**ACTIVITY:** Could you give the listing again exactly, without its pictures?

Content starts

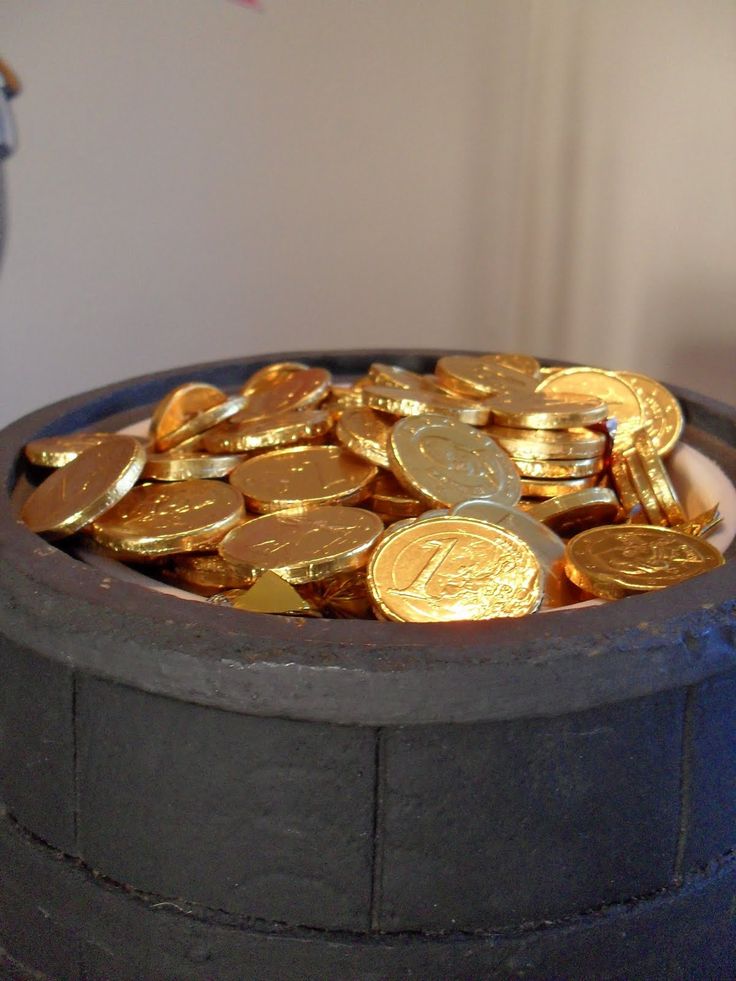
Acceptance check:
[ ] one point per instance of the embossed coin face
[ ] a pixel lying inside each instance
(181, 404)
(613, 561)
(662, 416)
(161, 519)
(541, 410)
(546, 545)
(57, 451)
(85, 488)
(448, 568)
(365, 433)
(445, 462)
(478, 377)
(303, 546)
(268, 431)
(295, 390)
(303, 477)
(622, 401)
(578, 510)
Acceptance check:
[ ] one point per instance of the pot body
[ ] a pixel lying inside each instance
(194, 792)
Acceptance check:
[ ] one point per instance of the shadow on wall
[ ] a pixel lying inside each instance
(691, 340)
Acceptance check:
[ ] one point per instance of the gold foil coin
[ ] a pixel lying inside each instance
(415, 402)
(525, 363)
(474, 377)
(203, 573)
(265, 432)
(444, 461)
(303, 477)
(91, 484)
(200, 423)
(620, 397)
(659, 479)
(57, 451)
(365, 433)
(662, 415)
(270, 374)
(575, 512)
(613, 561)
(189, 466)
(559, 469)
(548, 444)
(391, 500)
(541, 410)
(531, 487)
(546, 545)
(448, 568)
(299, 389)
(303, 546)
(161, 519)
(180, 405)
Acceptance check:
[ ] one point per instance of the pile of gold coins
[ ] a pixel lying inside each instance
(493, 487)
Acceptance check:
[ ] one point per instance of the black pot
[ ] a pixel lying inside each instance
(193, 792)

Content ends

**RESPONSE TO THE TASK:**
Acceptance check:
[ ] one point per instance of the embossed coin face
[ ] a pixel lying inside each instance
(181, 404)
(613, 561)
(662, 416)
(161, 519)
(541, 410)
(546, 545)
(57, 451)
(85, 488)
(448, 568)
(365, 433)
(445, 462)
(478, 377)
(303, 546)
(268, 431)
(295, 390)
(303, 477)
(622, 401)
(578, 510)
Acceptance check:
[ ] one point per instance of the pot body
[ ] a pixel lying inside each instance
(194, 792)
Acceptance check:
[ ] one point per instance of the shadow on wall
[ ] a pixel lying inside each instance
(691, 340)
Acceptance check:
[ ] one point per instance of the gold foil coin
[ ] a pixel lying inside each instance
(415, 402)
(525, 363)
(474, 377)
(203, 573)
(265, 432)
(444, 461)
(303, 477)
(91, 484)
(200, 423)
(620, 397)
(659, 479)
(57, 451)
(365, 433)
(662, 415)
(270, 374)
(575, 512)
(613, 561)
(189, 466)
(559, 469)
(548, 444)
(391, 500)
(541, 410)
(531, 487)
(546, 545)
(448, 568)
(299, 389)
(303, 546)
(161, 519)
(180, 405)
Acceptance check:
[ ] one point per instance of the pile of gold coins
[ ] a pixel lying inside each instance
(493, 487)
Acceptance check:
[ ] one point per instance of the black pot
[ ] a pixel lying inside each instance
(193, 792)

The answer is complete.